* Problems:
• A. Decide whether each statement agrees with the mmh3 documentation: (i) the Hasher seed defaults to 0; (ii) the hasher classes need all of the data available at once; (iii) Hasher is an abstract base class. Answer yes or no for each, quoting the deciding words of the documentation.
• B. According to the mmh3 documentation, which standard library module are the streaming hasher classes compatible with?
• C. Pick up the mmh3 documentation right after its last shown sentence and continue writing it.

* Text to read:
•••

CtrlK
BlogDocsLog inGet started
Tessl Logo

tessl/pypi-mmh3

Python extension for MurmurHash (MurmurHash3), a set of fast and robust hash functions.

Pending
Overview
Eval results
Files

hashers.mddocs/

Streaming Hashers

hashlib-compatible hasher classes for incremental hashing of large datasets and streaming operations. These classes allow you to hash data incrementally, making them ideal for processing large files, network streams, or when you don't have all data available at once.

Capabilities

Base Hasher Interface

Abstract base class defining the common interface for all streaming hashers.

class Hasher:
    """Base class for streaming MurmurHash3 hashers."""
    
    def __init__(self, seed: int = 0) -> None:
        """
        Initialize hasher with optional seed.
        
        Args:
            seed: Seed value for hash computation (default: 0)
        """
    
    def update(self, input: Hashable) -> None:
        """
        Update hasher with new data.

•••

* Supplied material:
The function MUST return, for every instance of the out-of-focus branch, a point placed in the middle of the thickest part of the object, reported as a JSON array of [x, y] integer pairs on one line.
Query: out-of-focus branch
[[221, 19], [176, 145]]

•••

* Answer set:
• A.
(i) Yes: "seed: Seed value for hash computation (default: 0)"
(ii) No: "when you don't have all data available at once"
(iii) Yes: "Abstract base class defining the common interface for all streaming hashers."

• B. They are compatible with hashlib.

• C.
        Args:
            input: Data to add to hash (bytes, bytearray, memoryview, or array-like)
            
        Raises:
            TypeError: If input is a string (strings must be encoded first)
        """
    
    def digest(self) -> bytes:
        """
        Get hash digest as bytes.
        
        Returns:
            Hash digest as bytes
        """
    
    def sintdigest(self) -> int:
        """
        Get hash as signed integer.
        
        Returns:
            Hash value as signed integer
        """
    
    def uintdigest(self) -> int:
        """
        Get hash as unsigned integer.
        
        Returns:
            Hash value as unsigned integer
        """
    
    def copy(self) -> Hasher:
        """
        Create a copy of the hasher's current state.
        
        Returns:
            New hasher instance with identical state
        """
    
    @property
    def digest_size(self) -> int:
        """
        Get digest size in bytes.
        
        Returns:
            Number of bytes in digest output
        """
    
    @property
    def block_size(self) -> int:
        """
        Get internal block size in bytes.
        
        Returns:
            Number of bytes processed in each internal block
        """
    
    @property
    def name(self) -> str:
        """
        Get hasher algorithm name.
        
        Returns:
            String identifying the hash algorithm
        """

32-bit Hasher

Streaming hasher for 32-bit MurmurHash3 computation.

class mmh3_32(Hasher):
    """32-bit MurmurHash3 streaming hasher."""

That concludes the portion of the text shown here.